- **Required work**
Copy out each of the lines below word for word, without changing anything.

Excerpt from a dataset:
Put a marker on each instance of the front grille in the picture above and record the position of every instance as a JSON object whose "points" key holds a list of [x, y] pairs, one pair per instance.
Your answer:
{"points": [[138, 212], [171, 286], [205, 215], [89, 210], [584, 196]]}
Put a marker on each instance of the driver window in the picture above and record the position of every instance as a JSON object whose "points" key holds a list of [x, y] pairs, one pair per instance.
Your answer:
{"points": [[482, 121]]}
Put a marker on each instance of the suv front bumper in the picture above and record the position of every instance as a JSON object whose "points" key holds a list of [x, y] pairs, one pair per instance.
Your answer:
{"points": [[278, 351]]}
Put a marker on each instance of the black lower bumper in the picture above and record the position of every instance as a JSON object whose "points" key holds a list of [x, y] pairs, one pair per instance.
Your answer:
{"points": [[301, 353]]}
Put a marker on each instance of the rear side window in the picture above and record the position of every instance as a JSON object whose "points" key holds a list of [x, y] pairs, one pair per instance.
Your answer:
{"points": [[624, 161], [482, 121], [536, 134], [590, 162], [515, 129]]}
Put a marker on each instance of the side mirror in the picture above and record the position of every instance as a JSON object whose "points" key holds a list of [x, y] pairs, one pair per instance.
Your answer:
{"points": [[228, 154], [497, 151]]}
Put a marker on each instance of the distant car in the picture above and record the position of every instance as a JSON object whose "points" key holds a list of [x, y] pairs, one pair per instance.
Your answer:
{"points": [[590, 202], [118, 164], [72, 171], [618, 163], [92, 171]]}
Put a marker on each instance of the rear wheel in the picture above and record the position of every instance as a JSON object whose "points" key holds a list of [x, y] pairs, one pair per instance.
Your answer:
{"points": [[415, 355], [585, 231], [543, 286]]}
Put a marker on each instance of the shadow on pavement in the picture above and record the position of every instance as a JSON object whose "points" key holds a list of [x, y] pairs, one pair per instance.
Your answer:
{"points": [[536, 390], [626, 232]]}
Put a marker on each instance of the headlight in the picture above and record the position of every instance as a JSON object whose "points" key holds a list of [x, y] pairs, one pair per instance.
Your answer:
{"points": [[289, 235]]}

- **Exercise answer**
Put a marker on each instance of the front grille in the picture above and record the position of every instance as a JSON object whose "points" key holds a list of [x, y] pairs, one pair per instance.
Your answer:
{"points": [[138, 212], [171, 286], [205, 215], [89, 210], [584, 196]]}
Put a marker on each instance of the driver window in the picture above and record the position of every instance as a JSON object whose "points" key holds a list of [x, y] pairs, one pair per instance.
Your answer:
{"points": [[482, 121]]}
Put a marker on each instance of the suv front bumper in the picture above and record the position of every instance as a JSON object whose "points" key holds a list of [x, y] pairs, one pair per instance.
Your answer:
{"points": [[278, 351]]}
Put a marker on each instance of the black lower bumper in the picture above and record the position of every instance as a JSON object whose "points" key holds a list of [x, y] pairs, one pair per instance.
Your answer:
{"points": [[301, 353]]}
Put a marker on each instance of the rear side window in the picture above and record the position of every instance as a JSON object whose "points" key holds a list of [x, y] pairs, one pair per instance.
Your answer:
{"points": [[624, 161], [482, 121], [536, 134], [590, 162], [515, 129]]}
Put a marker on each instance of the side mirror in the picture above and record the position of every instance as a JSON object whose "points" key holds a list of [x, y] pairs, one pair per instance.
Your answer:
{"points": [[228, 154], [497, 151]]}
Put a marker on each instance of the distant car in the picture above and record the position of every instance as a JSON object whose "points" key holds a list of [x, y] pairs, one pair per instance.
Your answer:
{"points": [[590, 202], [118, 164], [72, 171], [618, 163], [92, 171]]}
Put a marker on each instance of the rear wheel in the picture above and record the position of every instance as a JSON object whose "points" key holds a list of [x, y] pairs, one pair per instance.
Your answer:
{"points": [[415, 355], [585, 231], [543, 286]]}
Put a marker on each instance of the shadow on pavement in the picture above and record the position of every instance as a JSON object whose "points" key holds a list of [x, y] pairs, one pair per instance.
Your answer:
{"points": [[536, 390], [626, 232]]}
Put a marker on each instance of the headlight in the picture above and record the position of every instance as a JSON object whose "points" key holds a list of [x, y] pairs, one pair per instance.
Your answer:
{"points": [[289, 235]]}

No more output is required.